Recorded data:
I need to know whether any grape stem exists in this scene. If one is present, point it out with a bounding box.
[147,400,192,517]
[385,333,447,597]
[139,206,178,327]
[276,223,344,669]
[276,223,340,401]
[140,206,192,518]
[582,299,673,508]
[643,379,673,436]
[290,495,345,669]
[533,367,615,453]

Aim of the task: Could you lay out every line of the records above as a numbered list, leaving out any blank lines?

Reply:
1. I need to know whether any grape stem exists in this scene. If one is present, point it out with a bounding box.
2. [147,400,192,517]
3. [385,333,447,597]
4. [139,206,178,327]
5. [276,223,344,669]
6. [276,223,340,401]
7. [140,206,192,518]
8. [582,299,673,508]
9. [643,379,673,436]
10. [290,495,345,669]
11. [533,367,615,453]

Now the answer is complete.